WHAT IS REQUIRED: Exactly as they appear, reproduce the lines from the one holding "Detection request: green grass lawn" through the last line of the material below.

SUPPLIED MATERIAL:
↓↓↓

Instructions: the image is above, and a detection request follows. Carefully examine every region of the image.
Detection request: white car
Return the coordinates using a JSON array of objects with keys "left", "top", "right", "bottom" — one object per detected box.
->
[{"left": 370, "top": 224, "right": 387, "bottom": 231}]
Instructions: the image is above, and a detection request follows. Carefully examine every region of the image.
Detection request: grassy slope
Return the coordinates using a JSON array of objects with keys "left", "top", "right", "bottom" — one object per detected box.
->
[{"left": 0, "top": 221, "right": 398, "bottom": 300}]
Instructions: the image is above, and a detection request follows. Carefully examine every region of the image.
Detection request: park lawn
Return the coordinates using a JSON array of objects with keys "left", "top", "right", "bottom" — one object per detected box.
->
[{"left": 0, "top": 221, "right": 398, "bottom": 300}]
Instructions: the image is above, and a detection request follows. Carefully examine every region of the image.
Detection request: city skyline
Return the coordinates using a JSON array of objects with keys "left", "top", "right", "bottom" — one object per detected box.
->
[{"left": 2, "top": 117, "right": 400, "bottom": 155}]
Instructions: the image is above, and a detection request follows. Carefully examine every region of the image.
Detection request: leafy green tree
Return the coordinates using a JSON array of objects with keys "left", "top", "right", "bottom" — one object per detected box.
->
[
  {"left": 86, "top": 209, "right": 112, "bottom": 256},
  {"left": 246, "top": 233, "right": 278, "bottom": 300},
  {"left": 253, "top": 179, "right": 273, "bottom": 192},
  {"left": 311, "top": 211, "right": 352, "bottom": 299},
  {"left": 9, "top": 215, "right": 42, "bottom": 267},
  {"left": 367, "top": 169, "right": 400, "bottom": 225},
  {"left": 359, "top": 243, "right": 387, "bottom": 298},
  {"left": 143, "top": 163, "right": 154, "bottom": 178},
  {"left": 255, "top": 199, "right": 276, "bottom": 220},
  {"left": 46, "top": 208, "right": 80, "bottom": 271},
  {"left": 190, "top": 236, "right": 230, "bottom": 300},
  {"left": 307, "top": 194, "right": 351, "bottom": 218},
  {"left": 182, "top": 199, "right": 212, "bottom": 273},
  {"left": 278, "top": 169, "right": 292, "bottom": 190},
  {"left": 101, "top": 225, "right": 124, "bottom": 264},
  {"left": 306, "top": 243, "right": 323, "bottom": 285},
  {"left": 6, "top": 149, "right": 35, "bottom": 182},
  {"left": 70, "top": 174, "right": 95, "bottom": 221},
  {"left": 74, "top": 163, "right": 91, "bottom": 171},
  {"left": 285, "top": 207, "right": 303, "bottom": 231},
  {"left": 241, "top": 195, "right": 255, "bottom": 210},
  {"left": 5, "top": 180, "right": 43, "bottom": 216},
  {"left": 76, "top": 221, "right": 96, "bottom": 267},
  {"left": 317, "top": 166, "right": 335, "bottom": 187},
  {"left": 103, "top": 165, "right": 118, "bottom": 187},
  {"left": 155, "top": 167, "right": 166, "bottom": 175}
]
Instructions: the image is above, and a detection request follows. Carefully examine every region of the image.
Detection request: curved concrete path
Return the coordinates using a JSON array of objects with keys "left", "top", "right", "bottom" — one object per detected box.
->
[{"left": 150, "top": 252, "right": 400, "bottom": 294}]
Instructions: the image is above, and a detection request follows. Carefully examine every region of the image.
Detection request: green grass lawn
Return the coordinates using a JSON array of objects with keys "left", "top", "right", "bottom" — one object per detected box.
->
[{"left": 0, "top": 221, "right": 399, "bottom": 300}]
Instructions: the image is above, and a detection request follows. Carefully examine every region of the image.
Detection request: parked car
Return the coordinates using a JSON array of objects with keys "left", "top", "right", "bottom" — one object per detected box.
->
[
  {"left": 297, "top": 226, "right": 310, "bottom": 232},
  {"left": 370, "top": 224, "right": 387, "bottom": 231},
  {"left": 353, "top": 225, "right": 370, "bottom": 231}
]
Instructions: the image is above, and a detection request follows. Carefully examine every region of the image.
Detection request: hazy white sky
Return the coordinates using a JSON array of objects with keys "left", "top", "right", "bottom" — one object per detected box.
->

↑↑↑

RESPONSE FOR THIS EXERCISE:
Detection request: green grass lawn
Return the coordinates using a JSON array of objects with keys "left", "top", "right", "bottom" — one object per detected box.
->
[{"left": 0, "top": 221, "right": 399, "bottom": 300}]
Instructions: the image is above, and a detection request follows. Carefully examine every region of the image.
Detection request: parked car
Return the coordinates using a JSON array of objects with keys "left", "top", "right", "bottom" — one object per detected box.
->
[
  {"left": 297, "top": 226, "right": 310, "bottom": 232},
  {"left": 370, "top": 224, "right": 387, "bottom": 231},
  {"left": 353, "top": 225, "right": 370, "bottom": 231}
]
Instructions: the image is above, and a detection request follows. Carefully examine every region of the image.
Detection request: hazy white sky
Return the coordinates using a JSON array of objects with keys "left", "top", "right", "bottom" — one object per detected box.
->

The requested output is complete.